What is expected
Each line below must be transcribed with no word changed.

==== Input data

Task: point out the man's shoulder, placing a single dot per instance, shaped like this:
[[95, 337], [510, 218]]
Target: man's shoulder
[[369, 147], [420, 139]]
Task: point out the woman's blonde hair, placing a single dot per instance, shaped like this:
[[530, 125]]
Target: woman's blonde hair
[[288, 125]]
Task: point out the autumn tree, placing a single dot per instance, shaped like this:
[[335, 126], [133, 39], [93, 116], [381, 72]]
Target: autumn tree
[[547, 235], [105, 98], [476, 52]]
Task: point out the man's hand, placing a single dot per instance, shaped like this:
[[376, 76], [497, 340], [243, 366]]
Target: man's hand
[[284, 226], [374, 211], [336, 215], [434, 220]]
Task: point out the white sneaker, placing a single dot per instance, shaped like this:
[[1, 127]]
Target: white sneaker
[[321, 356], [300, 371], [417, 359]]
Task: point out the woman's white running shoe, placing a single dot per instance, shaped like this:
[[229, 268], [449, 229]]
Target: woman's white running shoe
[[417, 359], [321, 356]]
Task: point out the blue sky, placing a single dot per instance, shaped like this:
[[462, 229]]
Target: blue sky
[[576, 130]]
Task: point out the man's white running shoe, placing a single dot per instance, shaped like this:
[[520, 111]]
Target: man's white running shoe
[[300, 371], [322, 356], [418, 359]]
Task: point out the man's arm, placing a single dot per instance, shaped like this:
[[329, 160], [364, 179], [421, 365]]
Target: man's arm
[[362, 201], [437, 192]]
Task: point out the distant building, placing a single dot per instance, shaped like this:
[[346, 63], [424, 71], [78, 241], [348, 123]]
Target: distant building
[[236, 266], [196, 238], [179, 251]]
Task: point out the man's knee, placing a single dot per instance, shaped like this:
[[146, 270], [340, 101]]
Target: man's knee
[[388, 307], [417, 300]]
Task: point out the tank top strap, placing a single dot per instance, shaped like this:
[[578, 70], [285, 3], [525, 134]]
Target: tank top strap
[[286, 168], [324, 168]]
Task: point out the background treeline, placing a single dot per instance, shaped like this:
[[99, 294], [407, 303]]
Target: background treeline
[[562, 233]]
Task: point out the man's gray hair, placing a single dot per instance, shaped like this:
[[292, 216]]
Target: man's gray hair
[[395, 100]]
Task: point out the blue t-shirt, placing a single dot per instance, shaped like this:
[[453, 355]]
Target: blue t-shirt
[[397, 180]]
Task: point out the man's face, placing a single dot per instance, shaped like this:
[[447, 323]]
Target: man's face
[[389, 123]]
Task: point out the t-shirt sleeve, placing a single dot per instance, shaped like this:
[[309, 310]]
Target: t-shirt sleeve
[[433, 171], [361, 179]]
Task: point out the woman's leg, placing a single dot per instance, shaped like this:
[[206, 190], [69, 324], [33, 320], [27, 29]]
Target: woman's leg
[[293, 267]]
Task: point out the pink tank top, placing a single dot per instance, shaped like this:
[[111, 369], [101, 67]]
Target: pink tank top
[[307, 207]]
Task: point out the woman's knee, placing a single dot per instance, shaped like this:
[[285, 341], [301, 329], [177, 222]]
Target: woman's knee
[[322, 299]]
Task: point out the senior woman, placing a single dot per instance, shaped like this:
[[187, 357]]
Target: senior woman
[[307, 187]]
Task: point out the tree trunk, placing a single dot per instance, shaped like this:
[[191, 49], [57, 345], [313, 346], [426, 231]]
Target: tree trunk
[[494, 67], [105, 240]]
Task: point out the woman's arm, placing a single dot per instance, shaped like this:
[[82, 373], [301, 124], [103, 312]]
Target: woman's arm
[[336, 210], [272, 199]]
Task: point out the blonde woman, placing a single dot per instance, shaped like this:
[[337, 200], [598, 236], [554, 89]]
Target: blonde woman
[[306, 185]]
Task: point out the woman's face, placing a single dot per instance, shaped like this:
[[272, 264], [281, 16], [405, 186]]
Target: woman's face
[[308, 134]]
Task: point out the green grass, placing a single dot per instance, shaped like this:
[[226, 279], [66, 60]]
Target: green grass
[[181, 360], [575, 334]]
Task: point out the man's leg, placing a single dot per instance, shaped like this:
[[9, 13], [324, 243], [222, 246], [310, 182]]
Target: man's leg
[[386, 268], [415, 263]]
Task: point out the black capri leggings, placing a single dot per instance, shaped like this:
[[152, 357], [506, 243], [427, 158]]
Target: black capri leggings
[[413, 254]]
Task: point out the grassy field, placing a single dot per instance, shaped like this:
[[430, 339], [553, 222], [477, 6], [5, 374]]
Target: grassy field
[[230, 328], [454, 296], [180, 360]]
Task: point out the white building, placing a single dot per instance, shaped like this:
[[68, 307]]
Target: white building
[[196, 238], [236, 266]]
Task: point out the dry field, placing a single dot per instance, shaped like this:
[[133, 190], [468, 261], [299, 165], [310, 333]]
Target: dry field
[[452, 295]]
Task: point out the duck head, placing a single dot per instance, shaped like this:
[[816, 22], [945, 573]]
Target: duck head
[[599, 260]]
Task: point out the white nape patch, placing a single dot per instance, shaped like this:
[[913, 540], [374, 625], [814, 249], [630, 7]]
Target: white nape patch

========

Solution below
Task: point out the man's shoulder, placing a single dot per instance, shaped like this:
[[95, 337], [510, 218]]
Target: man's shoulder
[[369, 147], [420, 139]]
Task: point out the woman's blonde hair, placing a single dot per instance, shaped like this:
[[530, 125]]
Target: woman's blonde hair
[[288, 125]]
Task: point out the autumn tree, placing a single dot per instance, shaped like this:
[[335, 126], [133, 39], [93, 116], [381, 72]]
Target: autumn tree
[[547, 235], [105, 98], [476, 52]]
Task: point out the man's hand, placing a single dot per instance, shaped like this:
[[376, 76], [497, 340], [243, 366]]
Target: man's hand
[[284, 226], [374, 211], [336, 215], [434, 220]]
Task: point out the white sneaker, placing a single dot per instance, shaped like this:
[[1, 127]]
Target: white sneaker
[[321, 356], [300, 371], [417, 359]]
Task: point out the woman's white running shoe, placing a single dot per instance, shaped like this:
[[229, 268], [449, 229]]
Target: woman's white running shoe
[[417, 359], [321, 356]]
Task: point out the blue sky, placing a single dot per instance, shaped like this:
[[462, 229]]
Target: blue sky
[[576, 130]]
Task: point out the man's white running shoe, placing a single dot per instance, shaped like this:
[[520, 111]]
Target: man's white running shoe
[[300, 371], [322, 356], [418, 359]]
Task: point out the man's arm, placing a single dot per instance, shaped like this:
[[329, 160], [364, 179], [421, 365]]
Target: man's arm
[[362, 201], [437, 192]]
Task: point out the distant building, placing a single dot per instance, shaped like this:
[[346, 63], [424, 71], [78, 241], [348, 123]]
Target: distant building
[[236, 266], [196, 238], [179, 251]]
Task: point out the man's knee, placing a single dot per instance, shaped like this:
[[146, 270], [340, 101]]
Target: man's knee
[[388, 307], [417, 300]]
Task: point out the tank top strap, placing a single dot per instance, shaped like this:
[[578, 70], [285, 3], [525, 134]]
Target: tank top strap
[[286, 168], [324, 168]]
Task: point out the background treeline, placing a single dot per instance, shaped like this:
[[99, 294], [407, 303]]
Target: background treeline
[[562, 233]]
Task: point out the man's gray hair, placing a single dot per instance, shaped like this:
[[292, 216]]
Target: man's gray hair
[[395, 100]]
Task: point out the blue t-shirt, placing a single dot per instance, shaped like this:
[[453, 355]]
Target: blue t-shirt
[[397, 180]]
Task: point out the man's face, placing a single dot per instance, shaped like this:
[[447, 323]]
Target: man's face
[[389, 123]]
Task: point out the t-shirt sleeve, placing a single dot per instance, shaped like this:
[[309, 310]]
Target: t-shirt sleeve
[[433, 171], [361, 179]]
Task: point out the woman's leg, placing a single dot per instance, shaped like this:
[[206, 190], [69, 324], [33, 320], [27, 29]]
Target: woman's leg
[[293, 267]]
Task: point out the pink tank top, placing a single dot per instance, shaped like this:
[[111, 369], [101, 67]]
Target: pink tank top
[[307, 207]]
Task: point out the woman's knee, placing a single dot per instance, shaped like this:
[[285, 341], [301, 329], [177, 222]]
Target: woman's knee
[[322, 299]]
Task: point out the senior woman, placing a single dot per instance, shaped like this:
[[187, 357]]
Target: senior woman
[[307, 187]]
Task: point out the tree trunk, placing a single dot per instance, shaped like this:
[[191, 49], [57, 345], [313, 346], [426, 231]]
Target: tree trunk
[[494, 67], [105, 240]]
Task: point out the woman's arm, placing a single dot per instance, shaped like this:
[[82, 373], [301, 124], [103, 312]]
Target: woman's arm
[[336, 210], [272, 199]]
Task: point out the blonde woman, placing a single dot per instance, shaped like this:
[[337, 200], [598, 236], [554, 89]]
Target: blonde woman
[[306, 185]]
Task: point out the woman's face, placing a single dot per instance, shaped like this:
[[272, 264], [281, 16], [405, 186]]
Target: woman's face
[[308, 134]]
Task: point out the green grass, placing a single dot per instance, shaped like this:
[[226, 279], [66, 60]]
Target: green grass
[[181, 360], [575, 334]]
Task: point out the man's leg, placing a single dot per instance, shaped like this:
[[9, 13], [324, 243], [222, 246], [310, 182]]
Target: man's leg
[[386, 268], [415, 263]]
Task: point out the black capri leggings, placing a single dot per instance, shaped like this:
[[152, 357], [506, 243], [427, 158]]
Target: black capri leggings
[[413, 254]]
Task: point out the grassy field, placing a single dot per instance, shaped like this:
[[430, 339], [553, 222], [477, 6], [5, 374]]
Target: grassy field
[[230, 328], [454, 296], [180, 360]]
Task: point out the white building, placing a single dot per instance, shaped like this:
[[68, 307]]
Target: white building
[[196, 238], [236, 266]]
Task: point out the dry field, placing a single dot per instance, shaped like this:
[[133, 190], [468, 261], [299, 165], [310, 333]]
Target: dry field
[[452, 295]]
Task: point out the duck head, placing a single dot per instance, shaped like this:
[[816, 22], [945, 573]]
Target: duck head
[[599, 260]]
Task: point out the white nape patch, placing a single dot per instance, shaped like this:
[[913, 540], [374, 625], [814, 249], [630, 7]]
Target: white nape patch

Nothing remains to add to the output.